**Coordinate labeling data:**
════════

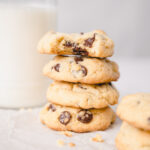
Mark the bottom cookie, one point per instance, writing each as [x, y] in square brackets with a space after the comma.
[77, 120]
[131, 138]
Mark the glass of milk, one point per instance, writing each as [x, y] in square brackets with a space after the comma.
[22, 23]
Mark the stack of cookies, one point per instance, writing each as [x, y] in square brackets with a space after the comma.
[134, 134]
[79, 97]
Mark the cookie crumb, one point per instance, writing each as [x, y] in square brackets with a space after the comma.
[29, 109]
[97, 138]
[60, 143]
[66, 133]
[72, 145]
[21, 109]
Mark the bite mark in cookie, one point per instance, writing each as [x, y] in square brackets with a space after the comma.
[80, 51]
[65, 117]
[85, 116]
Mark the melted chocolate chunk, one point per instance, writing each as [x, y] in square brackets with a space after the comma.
[65, 117]
[89, 42]
[56, 67]
[84, 70]
[77, 59]
[79, 51]
[51, 107]
[85, 116]
[80, 86]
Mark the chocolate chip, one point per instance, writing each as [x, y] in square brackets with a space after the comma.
[65, 117]
[80, 51]
[51, 107]
[77, 59]
[84, 70]
[84, 116]
[79, 85]
[89, 42]
[56, 67]
[80, 72]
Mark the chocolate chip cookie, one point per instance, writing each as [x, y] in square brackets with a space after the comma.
[81, 69]
[82, 95]
[93, 44]
[131, 138]
[135, 109]
[77, 120]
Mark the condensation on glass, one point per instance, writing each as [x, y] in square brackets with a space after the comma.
[22, 23]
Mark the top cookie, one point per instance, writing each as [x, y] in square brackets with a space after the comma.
[93, 44]
[135, 109]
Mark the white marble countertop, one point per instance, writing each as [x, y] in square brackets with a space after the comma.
[22, 130]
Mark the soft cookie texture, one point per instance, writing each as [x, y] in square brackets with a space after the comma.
[81, 69]
[135, 109]
[63, 118]
[131, 138]
[93, 44]
[82, 95]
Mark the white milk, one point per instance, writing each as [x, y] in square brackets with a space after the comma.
[21, 81]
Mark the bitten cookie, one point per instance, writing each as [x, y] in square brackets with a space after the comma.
[131, 138]
[93, 44]
[135, 109]
[77, 120]
[82, 95]
[81, 69]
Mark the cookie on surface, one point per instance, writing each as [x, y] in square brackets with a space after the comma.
[93, 44]
[131, 138]
[63, 118]
[82, 95]
[135, 109]
[81, 69]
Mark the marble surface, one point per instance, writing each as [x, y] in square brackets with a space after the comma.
[22, 130]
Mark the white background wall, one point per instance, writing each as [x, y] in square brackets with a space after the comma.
[127, 22]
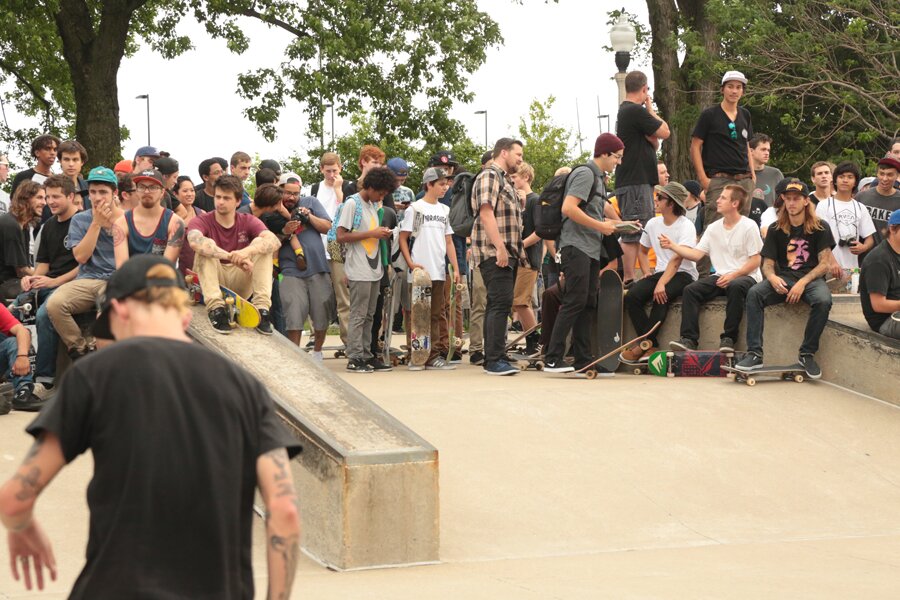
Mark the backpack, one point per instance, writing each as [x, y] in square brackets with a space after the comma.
[548, 217]
[462, 216]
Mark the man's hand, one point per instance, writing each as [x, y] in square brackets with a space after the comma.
[31, 543]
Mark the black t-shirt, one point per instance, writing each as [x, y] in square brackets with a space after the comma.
[724, 142]
[53, 249]
[175, 431]
[13, 247]
[796, 254]
[638, 165]
[880, 273]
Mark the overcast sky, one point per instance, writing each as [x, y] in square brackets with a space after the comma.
[195, 114]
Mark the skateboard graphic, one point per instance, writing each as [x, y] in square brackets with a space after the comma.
[785, 373]
[420, 319]
[240, 310]
[607, 322]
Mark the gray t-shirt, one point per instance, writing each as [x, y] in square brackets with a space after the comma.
[363, 261]
[580, 184]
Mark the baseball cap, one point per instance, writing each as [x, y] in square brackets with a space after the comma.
[103, 175]
[151, 175]
[734, 76]
[128, 280]
[675, 191]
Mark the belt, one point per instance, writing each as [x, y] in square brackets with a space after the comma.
[736, 177]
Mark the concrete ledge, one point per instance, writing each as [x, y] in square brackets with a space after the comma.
[368, 485]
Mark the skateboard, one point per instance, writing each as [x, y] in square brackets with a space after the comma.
[240, 310]
[607, 323]
[420, 319]
[785, 373]
[691, 363]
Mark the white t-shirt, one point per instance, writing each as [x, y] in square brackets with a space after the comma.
[430, 247]
[847, 220]
[682, 232]
[728, 250]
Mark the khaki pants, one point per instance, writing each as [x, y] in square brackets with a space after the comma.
[255, 286]
[72, 298]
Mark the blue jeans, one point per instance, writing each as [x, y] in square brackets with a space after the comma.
[816, 295]
[9, 348]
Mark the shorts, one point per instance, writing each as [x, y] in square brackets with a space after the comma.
[523, 292]
[306, 297]
[635, 204]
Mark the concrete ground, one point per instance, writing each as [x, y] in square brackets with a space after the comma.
[631, 487]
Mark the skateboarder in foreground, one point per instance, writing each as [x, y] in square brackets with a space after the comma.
[796, 256]
[156, 435]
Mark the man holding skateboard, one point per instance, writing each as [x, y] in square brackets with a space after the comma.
[796, 256]
[732, 244]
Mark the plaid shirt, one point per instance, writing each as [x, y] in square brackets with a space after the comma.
[492, 187]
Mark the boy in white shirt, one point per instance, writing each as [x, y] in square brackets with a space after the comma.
[426, 222]
[672, 273]
[733, 244]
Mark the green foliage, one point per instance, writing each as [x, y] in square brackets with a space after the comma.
[547, 145]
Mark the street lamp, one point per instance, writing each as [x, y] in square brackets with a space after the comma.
[622, 37]
[147, 98]
[484, 112]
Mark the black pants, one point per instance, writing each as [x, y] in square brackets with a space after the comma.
[499, 283]
[641, 292]
[579, 300]
[705, 289]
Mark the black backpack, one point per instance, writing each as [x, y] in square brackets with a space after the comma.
[548, 215]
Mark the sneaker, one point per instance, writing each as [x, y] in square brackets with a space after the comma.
[218, 318]
[558, 366]
[355, 365]
[750, 362]
[438, 363]
[500, 367]
[265, 325]
[810, 366]
[26, 401]
[683, 344]
[726, 344]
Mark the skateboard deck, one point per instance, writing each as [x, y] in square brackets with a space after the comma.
[783, 372]
[420, 319]
[607, 323]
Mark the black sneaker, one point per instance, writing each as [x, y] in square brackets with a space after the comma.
[810, 366]
[265, 325]
[26, 401]
[751, 362]
[218, 318]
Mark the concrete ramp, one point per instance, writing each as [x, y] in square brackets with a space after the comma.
[368, 484]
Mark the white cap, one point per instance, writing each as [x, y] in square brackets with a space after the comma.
[734, 76]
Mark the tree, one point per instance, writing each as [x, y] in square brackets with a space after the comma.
[351, 52]
[547, 145]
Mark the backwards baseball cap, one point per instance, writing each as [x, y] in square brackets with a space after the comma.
[128, 280]
[791, 184]
[103, 175]
[675, 191]
[734, 76]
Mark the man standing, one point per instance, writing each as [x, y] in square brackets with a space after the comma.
[641, 130]
[720, 149]
[497, 247]
[153, 435]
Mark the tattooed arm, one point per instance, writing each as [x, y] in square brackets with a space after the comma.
[276, 486]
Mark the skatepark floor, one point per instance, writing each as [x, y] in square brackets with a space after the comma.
[630, 487]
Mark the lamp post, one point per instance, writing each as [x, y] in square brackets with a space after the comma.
[147, 98]
[484, 112]
[622, 37]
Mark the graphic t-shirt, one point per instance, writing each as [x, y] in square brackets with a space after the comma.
[430, 247]
[797, 253]
[729, 249]
[363, 260]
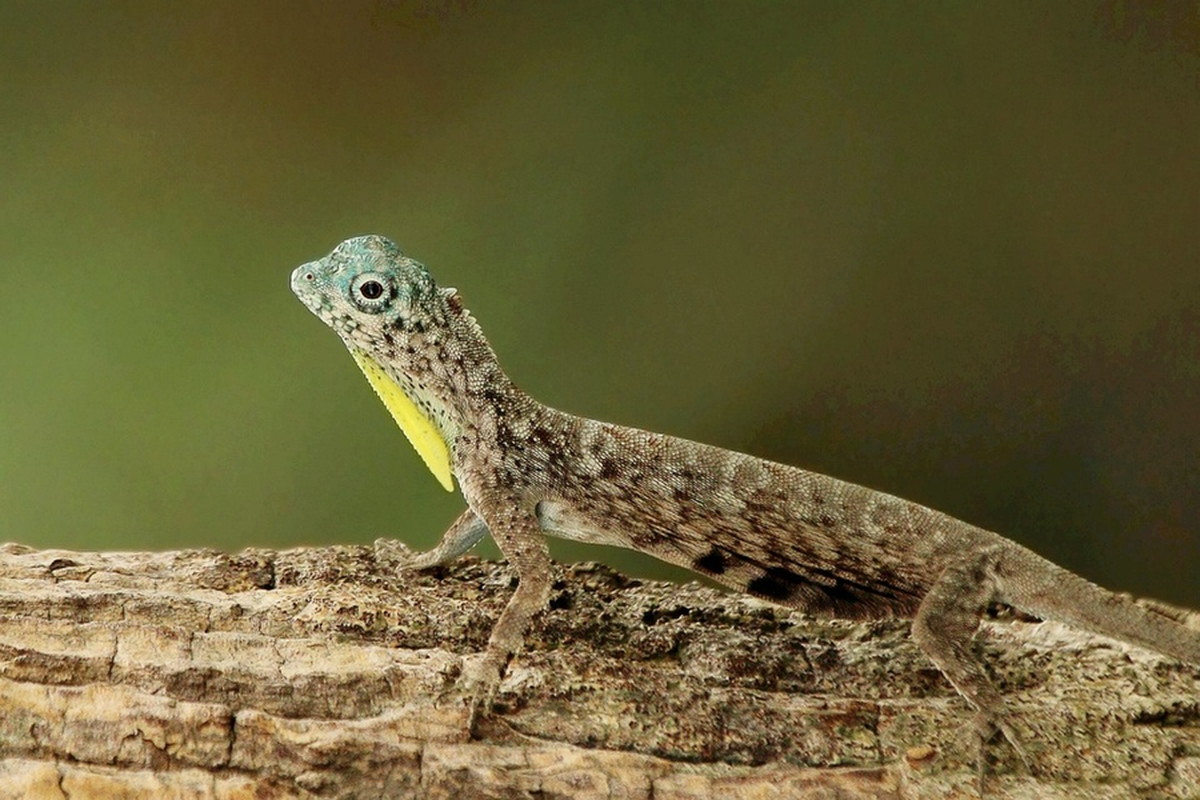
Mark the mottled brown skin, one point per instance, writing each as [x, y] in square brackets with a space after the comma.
[790, 536]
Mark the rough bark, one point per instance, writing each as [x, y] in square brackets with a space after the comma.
[321, 673]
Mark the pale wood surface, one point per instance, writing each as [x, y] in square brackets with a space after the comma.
[316, 673]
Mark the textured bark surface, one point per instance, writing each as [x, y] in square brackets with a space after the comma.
[317, 673]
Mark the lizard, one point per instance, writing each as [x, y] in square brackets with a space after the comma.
[790, 536]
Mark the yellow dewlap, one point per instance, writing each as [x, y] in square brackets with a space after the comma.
[420, 431]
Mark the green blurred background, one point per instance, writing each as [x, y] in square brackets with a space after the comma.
[948, 251]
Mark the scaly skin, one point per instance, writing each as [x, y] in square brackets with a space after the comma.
[793, 537]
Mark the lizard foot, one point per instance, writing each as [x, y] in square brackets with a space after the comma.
[984, 729]
[477, 686]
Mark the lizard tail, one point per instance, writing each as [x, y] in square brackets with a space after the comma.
[1039, 587]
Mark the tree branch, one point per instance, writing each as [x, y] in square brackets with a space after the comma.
[317, 673]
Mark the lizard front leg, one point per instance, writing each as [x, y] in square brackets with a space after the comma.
[465, 533]
[945, 626]
[522, 542]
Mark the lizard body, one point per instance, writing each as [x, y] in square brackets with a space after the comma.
[791, 536]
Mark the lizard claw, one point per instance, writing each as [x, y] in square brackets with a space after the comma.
[984, 729]
[477, 686]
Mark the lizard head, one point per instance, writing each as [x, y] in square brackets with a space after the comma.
[407, 335]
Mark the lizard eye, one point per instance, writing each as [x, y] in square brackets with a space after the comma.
[371, 292]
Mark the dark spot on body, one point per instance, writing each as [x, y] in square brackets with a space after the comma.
[774, 584]
[713, 561]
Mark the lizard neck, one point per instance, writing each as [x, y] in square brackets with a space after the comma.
[468, 392]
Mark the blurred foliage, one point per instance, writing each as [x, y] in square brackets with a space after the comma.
[949, 251]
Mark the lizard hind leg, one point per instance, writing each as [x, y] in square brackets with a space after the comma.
[943, 627]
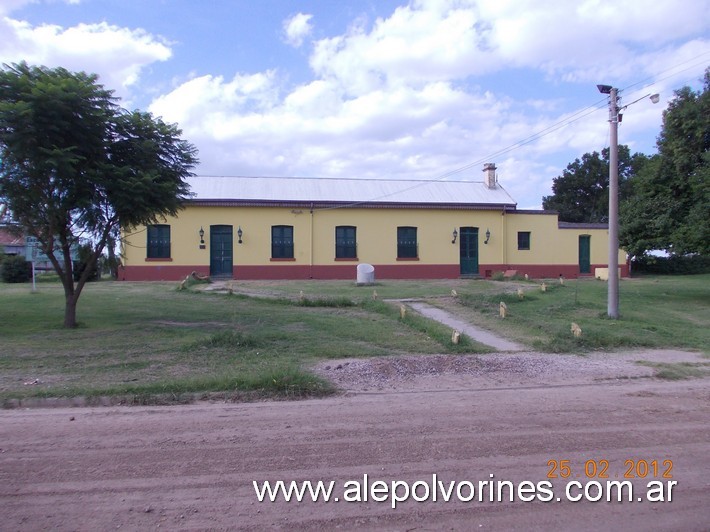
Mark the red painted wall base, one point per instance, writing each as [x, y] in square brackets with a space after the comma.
[164, 272]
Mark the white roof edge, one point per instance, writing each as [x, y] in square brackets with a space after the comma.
[346, 190]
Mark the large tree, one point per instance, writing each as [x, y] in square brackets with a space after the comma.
[670, 205]
[75, 166]
[581, 193]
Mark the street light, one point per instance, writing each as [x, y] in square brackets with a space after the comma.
[614, 119]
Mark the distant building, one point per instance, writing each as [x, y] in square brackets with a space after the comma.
[307, 228]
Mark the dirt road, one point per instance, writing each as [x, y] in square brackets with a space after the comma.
[192, 467]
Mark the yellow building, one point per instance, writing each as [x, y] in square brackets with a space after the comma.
[306, 228]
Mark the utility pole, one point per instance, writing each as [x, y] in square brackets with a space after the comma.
[614, 118]
[613, 288]
[613, 263]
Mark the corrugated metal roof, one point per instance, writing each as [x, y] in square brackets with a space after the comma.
[583, 225]
[343, 191]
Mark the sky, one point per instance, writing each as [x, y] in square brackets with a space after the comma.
[389, 89]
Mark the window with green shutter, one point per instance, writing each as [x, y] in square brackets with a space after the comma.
[407, 243]
[524, 240]
[281, 241]
[345, 242]
[158, 246]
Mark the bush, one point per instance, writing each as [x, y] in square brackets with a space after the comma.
[15, 269]
[673, 265]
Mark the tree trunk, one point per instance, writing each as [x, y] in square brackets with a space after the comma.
[70, 312]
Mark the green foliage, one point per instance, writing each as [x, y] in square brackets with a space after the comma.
[670, 203]
[73, 163]
[581, 193]
[15, 269]
[674, 265]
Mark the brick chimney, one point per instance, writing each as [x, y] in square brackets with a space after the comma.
[490, 170]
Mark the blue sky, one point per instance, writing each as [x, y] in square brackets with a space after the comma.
[421, 89]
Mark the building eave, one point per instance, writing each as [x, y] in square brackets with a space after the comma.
[318, 205]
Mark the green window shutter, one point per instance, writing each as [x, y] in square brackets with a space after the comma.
[282, 241]
[345, 242]
[158, 246]
[407, 243]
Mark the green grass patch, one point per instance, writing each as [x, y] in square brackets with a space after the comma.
[333, 302]
[678, 370]
[142, 339]
[147, 339]
[656, 312]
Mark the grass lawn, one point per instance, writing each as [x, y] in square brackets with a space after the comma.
[148, 340]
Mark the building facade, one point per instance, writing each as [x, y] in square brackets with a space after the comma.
[303, 228]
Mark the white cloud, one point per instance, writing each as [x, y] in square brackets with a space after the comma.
[297, 28]
[117, 54]
[434, 86]
[396, 99]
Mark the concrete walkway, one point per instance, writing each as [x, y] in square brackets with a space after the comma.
[473, 332]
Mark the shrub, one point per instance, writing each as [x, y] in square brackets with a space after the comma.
[15, 269]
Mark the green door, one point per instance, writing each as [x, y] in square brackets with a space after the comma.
[221, 245]
[468, 245]
[585, 265]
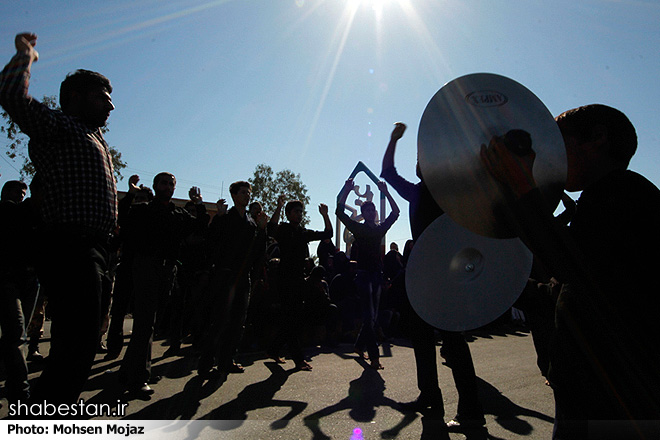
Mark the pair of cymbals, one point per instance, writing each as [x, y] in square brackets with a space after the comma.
[468, 267]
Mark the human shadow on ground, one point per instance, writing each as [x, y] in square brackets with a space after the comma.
[365, 394]
[507, 413]
[232, 414]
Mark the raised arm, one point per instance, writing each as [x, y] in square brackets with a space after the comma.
[34, 118]
[388, 157]
[323, 210]
[394, 214]
[406, 189]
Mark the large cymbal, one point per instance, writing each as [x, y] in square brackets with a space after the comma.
[466, 113]
[457, 280]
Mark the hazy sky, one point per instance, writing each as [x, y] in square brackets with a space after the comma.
[209, 89]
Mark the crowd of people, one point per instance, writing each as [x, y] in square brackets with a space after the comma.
[189, 277]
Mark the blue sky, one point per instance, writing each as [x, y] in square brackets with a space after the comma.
[209, 89]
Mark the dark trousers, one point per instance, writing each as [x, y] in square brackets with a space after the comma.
[121, 298]
[152, 282]
[18, 295]
[230, 298]
[74, 273]
[455, 350]
[291, 318]
[368, 287]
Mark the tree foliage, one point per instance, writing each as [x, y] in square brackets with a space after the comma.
[17, 146]
[267, 187]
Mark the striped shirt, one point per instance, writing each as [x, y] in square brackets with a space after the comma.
[72, 158]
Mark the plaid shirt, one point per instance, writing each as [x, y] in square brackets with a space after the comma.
[72, 159]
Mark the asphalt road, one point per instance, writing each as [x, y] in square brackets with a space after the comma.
[340, 399]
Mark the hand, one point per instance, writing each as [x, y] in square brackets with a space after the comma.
[221, 206]
[262, 220]
[568, 203]
[513, 171]
[133, 183]
[280, 200]
[195, 195]
[399, 129]
[25, 43]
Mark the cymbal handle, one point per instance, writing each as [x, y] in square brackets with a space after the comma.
[518, 141]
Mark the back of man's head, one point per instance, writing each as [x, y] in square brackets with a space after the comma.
[584, 122]
[236, 186]
[162, 174]
[290, 206]
[81, 81]
[13, 190]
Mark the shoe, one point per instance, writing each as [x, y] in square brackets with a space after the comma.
[140, 390]
[362, 354]
[172, 351]
[376, 365]
[205, 366]
[34, 355]
[235, 368]
[423, 402]
[455, 425]
[276, 358]
[111, 355]
[303, 366]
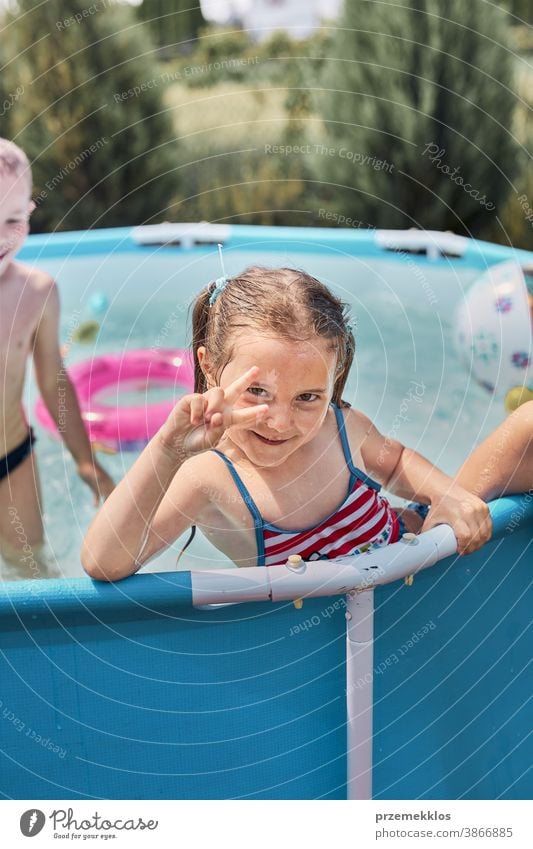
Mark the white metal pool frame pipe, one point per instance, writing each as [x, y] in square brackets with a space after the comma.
[349, 575]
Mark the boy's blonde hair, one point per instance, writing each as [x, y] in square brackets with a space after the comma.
[13, 160]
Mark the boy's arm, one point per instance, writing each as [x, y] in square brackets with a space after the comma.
[409, 475]
[59, 395]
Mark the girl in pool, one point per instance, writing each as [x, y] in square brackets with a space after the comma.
[264, 456]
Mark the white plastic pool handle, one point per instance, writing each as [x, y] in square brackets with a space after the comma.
[323, 577]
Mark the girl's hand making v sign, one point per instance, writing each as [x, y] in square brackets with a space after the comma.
[198, 422]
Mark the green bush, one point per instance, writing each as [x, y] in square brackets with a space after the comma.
[173, 24]
[417, 107]
[103, 153]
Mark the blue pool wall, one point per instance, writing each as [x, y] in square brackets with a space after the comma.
[478, 254]
[127, 691]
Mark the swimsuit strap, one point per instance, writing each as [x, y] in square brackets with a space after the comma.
[356, 473]
[250, 503]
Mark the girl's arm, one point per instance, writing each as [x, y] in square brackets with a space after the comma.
[121, 537]
[409, 475]
[162, 495]
[503, 463]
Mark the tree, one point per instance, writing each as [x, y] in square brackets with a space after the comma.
[92, 118]
[174, 24]
[417, 104]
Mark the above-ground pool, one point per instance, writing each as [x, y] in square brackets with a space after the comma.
[138, 690]
[406, 376]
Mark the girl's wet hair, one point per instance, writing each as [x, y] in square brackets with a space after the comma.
[283, 301]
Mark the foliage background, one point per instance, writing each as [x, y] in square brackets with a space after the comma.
[198, 141]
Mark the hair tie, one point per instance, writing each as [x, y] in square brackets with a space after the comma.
[220, 282]
[220, 285]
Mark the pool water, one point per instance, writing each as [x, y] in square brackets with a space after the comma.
[406, 377]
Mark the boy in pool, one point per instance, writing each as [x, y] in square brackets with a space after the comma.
[265, 456]
[29, 319]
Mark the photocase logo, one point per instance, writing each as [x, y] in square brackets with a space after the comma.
[32, 822]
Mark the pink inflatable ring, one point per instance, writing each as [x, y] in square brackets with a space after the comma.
[125, 428]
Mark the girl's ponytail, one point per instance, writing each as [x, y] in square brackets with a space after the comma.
[200, 321]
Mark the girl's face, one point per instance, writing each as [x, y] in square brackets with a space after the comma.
[295, 380]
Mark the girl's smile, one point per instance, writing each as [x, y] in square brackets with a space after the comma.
[295, 380]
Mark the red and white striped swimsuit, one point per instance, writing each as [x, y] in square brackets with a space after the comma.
[364, 520]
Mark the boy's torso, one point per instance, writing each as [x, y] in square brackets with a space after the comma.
[22, 298]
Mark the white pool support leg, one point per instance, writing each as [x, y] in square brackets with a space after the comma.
[359, 692]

════════

**The request:**
Extract every line from the one containing "Mark the girl's ponytail, one" to the end of the entries, including both of those lines, exactly as given and with nothing added.

**Full answer:**
Mark the girl's ponytail, one point per instance, writing each as [x, y] in square brackets with a space after the comma.
[200, 321]
Mark the girl's face, one point per instance, writing each as [x, y] in square brackets with a space after the comma.
[295, 380]
Mark the girl's smile, one point per instance, writing each as [x, y] in square brackets with a space after the comma.
[295, 380]
Mark the red and white striped swimsuit, one point per instance, writing each as [x, y] in square brackets with a space after the comma.
[364, 520]
Mark the boy's torso, one point per instance, writing each as [x, y] in square brackets with a space after the comma.
[22, 298]
Mark the white pool support leg, one point per instance, writing each as [x, y] in square brackets with a space after the comma.
[359, 692]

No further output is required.